[WORK TASK A]:
Reproduce the part of the Military Veterans Advocacy article from "Non profit organization" up to and including "Affairs benefit processing.".
[WORK TASK B]:
According to the Military Veterans Advocacy article, what case did the organization bring while advocating for the Blue Water Navy Association?
[WORK TASK C]:
Carry on the Military Veterans Advocacy article from its final sentence.

= Military Veterans Advocacy =

Non profit organization
Military Veterans Advocacy is a Louisiana-based nonprofit organization that provides legal advocacy on behalf of the military and veterans. The organization is focused on veterans’ health issues, such as toxic chemical exposure and Veterans Affairs benefit processing.

It was founded in 2012 in Slidell, Louisiana and has been tax-exempt since July 2013.

Military Veterans Advocacy has pursued legal action to expand disability benefits for veterans of the Vietnam War, many of whom were exposed to Agent Orange while serving offshore of Vietnam. Advocating for the "Blue Water Navy Association," the organization brought the case Procopio v. Wilkie, which extended the presumption of herbicide exposure to those who served in the territorial sea of South Vietnam. It has similarly advocated for the “Agent Orange Survivors of Guam.”

[Stored data entries]
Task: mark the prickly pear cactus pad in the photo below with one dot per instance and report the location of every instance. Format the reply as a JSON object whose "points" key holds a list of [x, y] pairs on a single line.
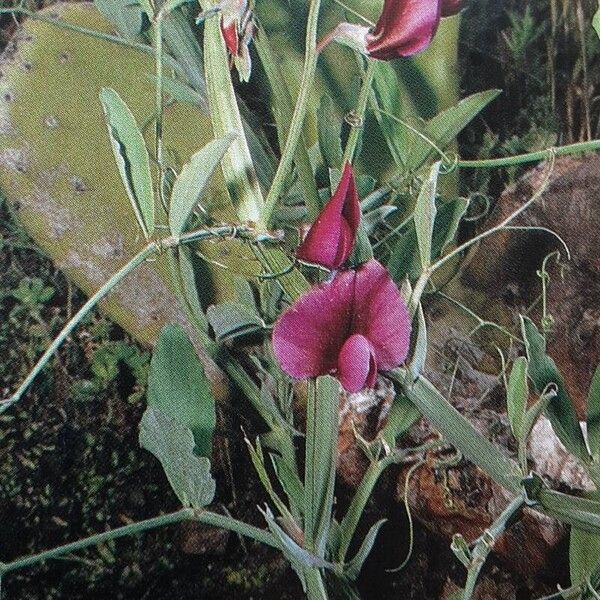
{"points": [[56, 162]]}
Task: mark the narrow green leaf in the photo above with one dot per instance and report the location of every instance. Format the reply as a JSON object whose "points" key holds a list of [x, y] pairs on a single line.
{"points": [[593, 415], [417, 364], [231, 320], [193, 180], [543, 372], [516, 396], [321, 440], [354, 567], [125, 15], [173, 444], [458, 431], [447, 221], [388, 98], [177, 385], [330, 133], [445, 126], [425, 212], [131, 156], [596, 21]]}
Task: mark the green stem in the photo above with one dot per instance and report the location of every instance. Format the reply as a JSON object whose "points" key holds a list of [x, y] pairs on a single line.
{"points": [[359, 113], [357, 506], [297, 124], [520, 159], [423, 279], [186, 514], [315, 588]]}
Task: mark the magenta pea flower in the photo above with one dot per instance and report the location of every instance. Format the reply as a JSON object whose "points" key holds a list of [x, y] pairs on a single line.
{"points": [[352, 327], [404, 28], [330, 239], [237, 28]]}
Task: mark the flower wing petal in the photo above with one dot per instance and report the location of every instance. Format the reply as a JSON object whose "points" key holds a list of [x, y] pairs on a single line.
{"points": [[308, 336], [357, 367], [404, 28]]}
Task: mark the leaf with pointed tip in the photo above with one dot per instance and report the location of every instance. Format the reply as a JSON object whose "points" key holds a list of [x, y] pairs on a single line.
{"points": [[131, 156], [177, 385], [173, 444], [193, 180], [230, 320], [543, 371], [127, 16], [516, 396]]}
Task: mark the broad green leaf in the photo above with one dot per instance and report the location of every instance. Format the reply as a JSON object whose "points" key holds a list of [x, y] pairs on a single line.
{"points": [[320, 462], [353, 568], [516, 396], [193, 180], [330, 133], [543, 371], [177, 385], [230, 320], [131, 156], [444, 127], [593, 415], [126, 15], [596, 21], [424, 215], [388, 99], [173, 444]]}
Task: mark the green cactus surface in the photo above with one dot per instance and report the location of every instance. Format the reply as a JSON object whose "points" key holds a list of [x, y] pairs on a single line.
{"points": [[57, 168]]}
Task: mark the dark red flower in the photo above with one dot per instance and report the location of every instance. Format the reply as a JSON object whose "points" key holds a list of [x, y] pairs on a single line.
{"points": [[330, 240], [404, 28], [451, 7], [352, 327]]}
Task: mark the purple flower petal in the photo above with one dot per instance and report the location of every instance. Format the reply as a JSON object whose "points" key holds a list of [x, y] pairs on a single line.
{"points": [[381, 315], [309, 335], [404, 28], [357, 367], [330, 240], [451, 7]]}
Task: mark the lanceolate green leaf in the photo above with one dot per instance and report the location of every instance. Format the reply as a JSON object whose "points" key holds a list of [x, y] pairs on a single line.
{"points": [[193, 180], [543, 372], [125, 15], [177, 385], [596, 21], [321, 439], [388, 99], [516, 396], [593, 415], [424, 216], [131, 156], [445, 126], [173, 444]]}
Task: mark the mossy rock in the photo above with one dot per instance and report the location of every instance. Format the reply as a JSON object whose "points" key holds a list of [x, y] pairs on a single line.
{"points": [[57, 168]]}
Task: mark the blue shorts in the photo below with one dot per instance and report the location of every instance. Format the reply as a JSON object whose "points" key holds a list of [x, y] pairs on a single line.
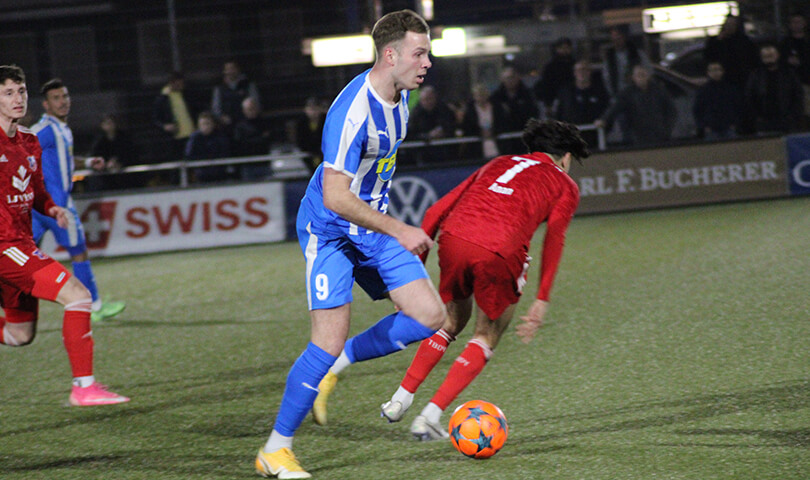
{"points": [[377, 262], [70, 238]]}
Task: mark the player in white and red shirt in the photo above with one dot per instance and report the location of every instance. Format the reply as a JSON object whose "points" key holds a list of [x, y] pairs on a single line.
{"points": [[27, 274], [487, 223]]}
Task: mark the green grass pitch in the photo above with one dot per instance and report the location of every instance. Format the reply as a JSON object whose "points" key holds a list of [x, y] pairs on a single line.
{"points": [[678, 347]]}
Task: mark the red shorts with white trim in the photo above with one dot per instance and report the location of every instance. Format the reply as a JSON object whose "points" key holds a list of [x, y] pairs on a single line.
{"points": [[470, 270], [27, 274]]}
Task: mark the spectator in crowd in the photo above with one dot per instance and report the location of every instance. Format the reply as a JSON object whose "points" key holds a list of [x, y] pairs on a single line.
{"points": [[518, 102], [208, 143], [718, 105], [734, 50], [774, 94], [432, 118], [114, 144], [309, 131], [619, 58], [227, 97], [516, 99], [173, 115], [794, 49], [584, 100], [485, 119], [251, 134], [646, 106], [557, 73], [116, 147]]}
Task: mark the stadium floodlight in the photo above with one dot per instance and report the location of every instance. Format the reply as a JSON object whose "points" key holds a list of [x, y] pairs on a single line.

[ANSWER SPACE A]:
Non profit organization
Military Veterans Advocacy is a Louisiana-based nonprofit organization that provides legal advocacy on behalf of the military and veterans. The organization is focused on veterans’ health issues, such as toxic chemical exposure and Veterans Affairs benefit processing.

[ANSWER SPACE B]:
Procopio v. Wilkie

[ANSWER SPACE C]:
In 2020, Military Veterans Advocacy filed a lawsuit against then-Secretary of Veterans Affairs Robert Wilkie, seeking a review of his decision not to issue rules related to veterans' claims for herbicide exposure in Guam.

== Leadership ==
Rob Maness serves as executive director of Military Veterans Advocacy. He is a former U.S. Senate candidate and retired Air Force colonel.

The organization's founder, chairman of the board of directors, and director of litigation is John Wells, a retired U.S. Navy commander.